**TASK REQUIREMENTS**
(1) From the email thread about the high bloom filter false-positive ratio, rewrite the paragraph beginning "I took a look at the code" in a shorter form that keeps its main facts.
(2) Edit the bloom filter email thread from "On Fri, Dec" through "KEY (id, property_id)", replacing each "bigint" with "varint".
(3) Carry on the email thread about the high bloom filter false-positive ratio from its last line.

**SOURCE PASSAGE**
Hi Tyler,

I tried what you said and false positives look much more reasonable there.  
Thanks for looking into this.


----- Original Message -----
From: "Tyler Hobbs" <ty...@datastax.com>
To: user@cassandra.apache.org
Sent: Friday, December 19, 2014 1:25:29 PM
Subject: Re: High Bloom Filter FP Ratio

I took a look at the code where the bloom filter true/false positive
counters are updated and notice that the true-positive count isn't being
updated on key cache hits:
https://issues.apache.org/jira/browse/CASSANDRA-8525.  That may explain
your ratios.

Can you try querying for a few non-existent partition keys in cqlsh with
tracing enabled (just run "TRACING ON") and see if you really do get that
high of a false-positive ratio?

On Fri, Dec 19, 2014 at 9:59 AM, Mark Greene <green...@gmail.com> wrote:
> We're seeing similar behavior except our FP ratio is closer to 1.0 (100%).
> We're using Cassandra 2.1.2.
> Schema
> -----------------------------------------------------------------------
> CREATE TABLE contacts.contact (
>     id bigint,
>     property_id int,
>     created_at bigint,
>     updated_at bigint,
>     value blob,
>     PRIMARY KEY (id, property_id)

**RECORDS SUPPLIED**
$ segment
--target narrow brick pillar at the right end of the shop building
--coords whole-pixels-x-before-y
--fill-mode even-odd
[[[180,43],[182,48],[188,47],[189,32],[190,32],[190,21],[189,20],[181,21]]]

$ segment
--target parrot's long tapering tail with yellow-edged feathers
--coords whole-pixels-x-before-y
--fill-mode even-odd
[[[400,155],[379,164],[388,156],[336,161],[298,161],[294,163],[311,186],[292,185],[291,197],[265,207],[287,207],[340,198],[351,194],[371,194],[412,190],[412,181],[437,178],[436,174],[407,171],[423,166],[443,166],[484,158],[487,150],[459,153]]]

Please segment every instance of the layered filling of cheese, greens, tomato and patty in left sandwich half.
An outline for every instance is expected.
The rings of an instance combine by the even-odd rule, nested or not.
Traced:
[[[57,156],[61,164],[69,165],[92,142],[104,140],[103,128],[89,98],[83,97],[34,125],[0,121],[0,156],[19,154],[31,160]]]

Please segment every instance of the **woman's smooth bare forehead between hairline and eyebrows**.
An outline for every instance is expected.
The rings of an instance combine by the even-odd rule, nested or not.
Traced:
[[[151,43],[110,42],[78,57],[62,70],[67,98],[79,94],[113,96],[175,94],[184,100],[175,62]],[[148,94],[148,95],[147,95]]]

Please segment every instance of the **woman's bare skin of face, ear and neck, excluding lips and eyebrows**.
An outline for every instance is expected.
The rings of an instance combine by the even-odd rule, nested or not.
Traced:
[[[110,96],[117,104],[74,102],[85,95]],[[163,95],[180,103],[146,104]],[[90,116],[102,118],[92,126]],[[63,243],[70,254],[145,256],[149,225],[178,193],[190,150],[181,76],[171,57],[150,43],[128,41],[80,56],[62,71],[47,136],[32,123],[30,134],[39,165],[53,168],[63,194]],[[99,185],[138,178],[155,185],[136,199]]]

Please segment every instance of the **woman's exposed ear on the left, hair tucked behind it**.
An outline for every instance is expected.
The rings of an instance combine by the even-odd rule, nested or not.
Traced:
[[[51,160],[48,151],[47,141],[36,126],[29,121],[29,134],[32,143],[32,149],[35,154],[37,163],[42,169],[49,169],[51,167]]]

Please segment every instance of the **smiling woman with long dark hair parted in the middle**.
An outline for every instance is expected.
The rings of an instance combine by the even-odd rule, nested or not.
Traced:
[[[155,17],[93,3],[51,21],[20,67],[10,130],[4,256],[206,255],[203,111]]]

**SOLVED TASKS**
(1) The bloom filter's true-positive counter isn't updated on key cache hits (https://issues.apache.org/jira/browse/CASSANDRA-8525), which may explain your ratios.

(2)
On Fri, Dec 19, 2014 at 9:59 AM, Mark Greene <green...@gmail.com> wrote:
> We're seeing similar behavior except our FP ratio is closer to 1.0 (100%).
> We're using Cassandra 2.1.2.
> Schema
> -----------------------------------------------------------------------
> CREATE TABLE contacts.contact (
>     id varint,
>     property_id int,
>     created_at varint,
>     updated_at varint,
>     value blob,
>     PRIMARY KEY (id, property_id)

(3)
> *    AND bloom_filter_fp_chance = 0.001*
>     AND caching = '{"keys":"ALL", "rows_per_partition":"NONE"}'
>     AND comment = ''
>     AND compaction = {'min_threshold': '4', 'class':
> 'org.apache.cassandra.db.compaction.LeveledCompactionStrategy',
> 'max_threshold': '32'}
>     AND compression = {'sstable_compression':
> 'org.apache.cassandra.io.compress.LZ4Compressor'}
>     AND dclocal_read_repair_chance = 0.1
>     AND default_time_to_live = 0
>     AND gc_grace_seconds = 864000
>     AND max_index_interval = 2048
>     AND memtable_flush_period_in_ms = 0
>     AND min_index_interval = 128
>     AND read_repair_chance = 0.0
>     AND speculative_retry = '99.0PERCENTILE';
> CF Stats Output:
> -------------------------------------------------------------------------
> Keyspace: contacts
>     Read Count: 2458375
>     Read Latency: 0.8528440766766665 ms.
>     Write Count: 10357
>     Write Latency: 0.1816912233272183 ms.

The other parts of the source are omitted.